Top of DATASET CONTENT

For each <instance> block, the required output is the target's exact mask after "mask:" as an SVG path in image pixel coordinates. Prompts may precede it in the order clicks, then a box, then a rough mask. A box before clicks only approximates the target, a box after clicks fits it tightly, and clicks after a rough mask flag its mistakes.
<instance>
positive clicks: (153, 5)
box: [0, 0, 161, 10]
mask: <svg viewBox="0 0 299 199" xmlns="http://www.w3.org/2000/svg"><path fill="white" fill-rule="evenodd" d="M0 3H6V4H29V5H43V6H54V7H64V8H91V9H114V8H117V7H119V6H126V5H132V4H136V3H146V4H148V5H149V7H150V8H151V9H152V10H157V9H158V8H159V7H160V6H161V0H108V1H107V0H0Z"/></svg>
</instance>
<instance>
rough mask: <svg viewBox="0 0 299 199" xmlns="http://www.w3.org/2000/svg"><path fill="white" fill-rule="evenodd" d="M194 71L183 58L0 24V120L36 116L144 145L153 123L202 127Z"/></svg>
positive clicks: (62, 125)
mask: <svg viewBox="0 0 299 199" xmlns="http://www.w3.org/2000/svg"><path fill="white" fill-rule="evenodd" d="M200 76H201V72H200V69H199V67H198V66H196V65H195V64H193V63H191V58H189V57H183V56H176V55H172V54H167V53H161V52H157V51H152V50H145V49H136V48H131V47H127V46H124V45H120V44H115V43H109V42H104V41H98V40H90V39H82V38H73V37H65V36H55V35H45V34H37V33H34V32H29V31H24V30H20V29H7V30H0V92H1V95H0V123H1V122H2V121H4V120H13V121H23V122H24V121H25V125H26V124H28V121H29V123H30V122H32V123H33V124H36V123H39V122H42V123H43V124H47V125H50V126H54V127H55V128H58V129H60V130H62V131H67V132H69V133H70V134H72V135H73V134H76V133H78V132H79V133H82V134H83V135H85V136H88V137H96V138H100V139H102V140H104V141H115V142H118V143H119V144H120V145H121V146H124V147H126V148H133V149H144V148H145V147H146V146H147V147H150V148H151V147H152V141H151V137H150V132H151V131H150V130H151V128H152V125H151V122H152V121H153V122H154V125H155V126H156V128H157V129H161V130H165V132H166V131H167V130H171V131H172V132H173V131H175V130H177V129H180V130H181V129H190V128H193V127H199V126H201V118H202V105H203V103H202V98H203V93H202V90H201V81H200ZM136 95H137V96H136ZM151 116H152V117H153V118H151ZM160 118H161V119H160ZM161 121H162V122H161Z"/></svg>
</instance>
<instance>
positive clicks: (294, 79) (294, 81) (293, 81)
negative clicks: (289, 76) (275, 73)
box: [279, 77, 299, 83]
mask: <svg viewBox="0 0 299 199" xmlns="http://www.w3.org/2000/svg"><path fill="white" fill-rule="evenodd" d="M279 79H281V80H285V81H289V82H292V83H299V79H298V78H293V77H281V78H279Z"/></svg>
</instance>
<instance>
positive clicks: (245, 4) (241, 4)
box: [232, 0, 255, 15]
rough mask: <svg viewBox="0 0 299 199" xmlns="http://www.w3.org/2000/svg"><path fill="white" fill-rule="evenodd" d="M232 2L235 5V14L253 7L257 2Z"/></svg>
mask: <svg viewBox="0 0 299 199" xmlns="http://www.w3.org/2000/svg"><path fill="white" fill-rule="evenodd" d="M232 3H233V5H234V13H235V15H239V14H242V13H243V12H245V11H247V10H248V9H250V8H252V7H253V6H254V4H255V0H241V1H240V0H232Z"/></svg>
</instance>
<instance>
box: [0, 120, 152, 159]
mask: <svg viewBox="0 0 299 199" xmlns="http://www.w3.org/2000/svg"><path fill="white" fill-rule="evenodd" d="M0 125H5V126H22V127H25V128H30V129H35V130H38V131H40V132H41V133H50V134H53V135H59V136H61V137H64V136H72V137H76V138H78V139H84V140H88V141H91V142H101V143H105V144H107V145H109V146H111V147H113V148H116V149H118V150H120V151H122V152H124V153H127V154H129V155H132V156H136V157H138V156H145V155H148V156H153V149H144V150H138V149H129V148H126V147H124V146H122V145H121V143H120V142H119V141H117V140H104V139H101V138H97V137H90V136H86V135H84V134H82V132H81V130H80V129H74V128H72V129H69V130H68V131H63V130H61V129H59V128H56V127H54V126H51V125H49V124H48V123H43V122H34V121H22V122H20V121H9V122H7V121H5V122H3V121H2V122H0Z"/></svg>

Bottom of DATASET CONTENT

-- WORK INSTRUCTION --
Replace "rough mask" with "coarse mask" wherever it appears in the entries from the start through the line containing "box: [0, 0, 161, 10]", and give those lines again with nothing else changed.

-- TASK ANSWER --
For each <instance> block, the required output is the target's exact mask after "mask:" as an SVG path in image pixel coordinates. Prompts may precede it in the order clicks, then a box, then a coarse mask. A box before clicks only approximates the target, a box after clicks fits it tightly, and clicks after a coarse mask flag its mistakes.
<instance>
positive clicks: (153, 5)
box: [0, 0, 161, 10]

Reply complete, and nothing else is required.